殆どの格安SIM会社はNTTドコモの回線を利用したプランを提供していますので、現在NTTドコモユーザーの方はあまり神経質になる必要はありません。

auソフトバンクユーザーの方でSIMロックのかかった端末を利用していて、格安SIMに移行される際にはauソフトバンクの回線を利用するプランに加入する必要があるということです。

●回答② - 「SIMフリー端末」の利用もしくは「SIMロック解除」をした端末であれば原則利用可
SIMフリー端末というそもそも「SIMロック」がかかっていない端末を購入すれば、「SIMロック」を気にすることなく、格安SIM会社の回線でも利用可能です。

また、2015年以降発売されたスマートフォンに関しては、「SIMロック」の解除が義務化されています。

お持ちの端末が「SIMロック」が掛かっているかどうかは、契約されている携帯電話会社のショップで確認することが出来ますし、Android端末であれば、機種によっても違いますが「設定」→「端末情報」→「SIMカードの状態」等でステータスが「許可」になっていればSIMロックが解除済みとの確認も出来ます。

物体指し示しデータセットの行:
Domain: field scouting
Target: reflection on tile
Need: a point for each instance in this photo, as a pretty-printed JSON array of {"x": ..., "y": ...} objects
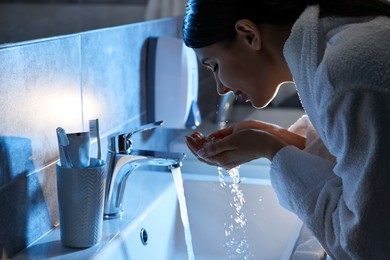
[{"x": 39, "y": 90}]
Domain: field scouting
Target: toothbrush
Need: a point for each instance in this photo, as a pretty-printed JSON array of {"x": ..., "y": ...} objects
[
  {"x": 94, "y": 132},
  {"x": 63, "y": 142}
]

-- 出題 --
格安SIMについての文章から、「殆どの格安SIM会社はNTT」から「会社の回線でも利用可能です。」までを一字も変えずに抜き出して返してください。

-- 記述の答え --
殆どの格安SIM会社はNTTドコモの回線を利用したプランを提供していますので、現在NTTドコモユーザーの方はあまり神経質になる必要はありません。

auソフトバンクユーザーの方でSIMロックのかかった端末を利用していて、格安SIMに移行される際にはauソフトバンクの回線を利用するプランに加入する必要があるということです。

●回答② - 「SIMフリー端末」の利用もしくは「SIMロック解除」をした端末であれば原則利用可
SIMフリー端末というそもそも「SIMロック」がかかっていない端末を購入すれば、「SIMロック」を気にすることなく、格安SIM会社の回線でも利用可能です。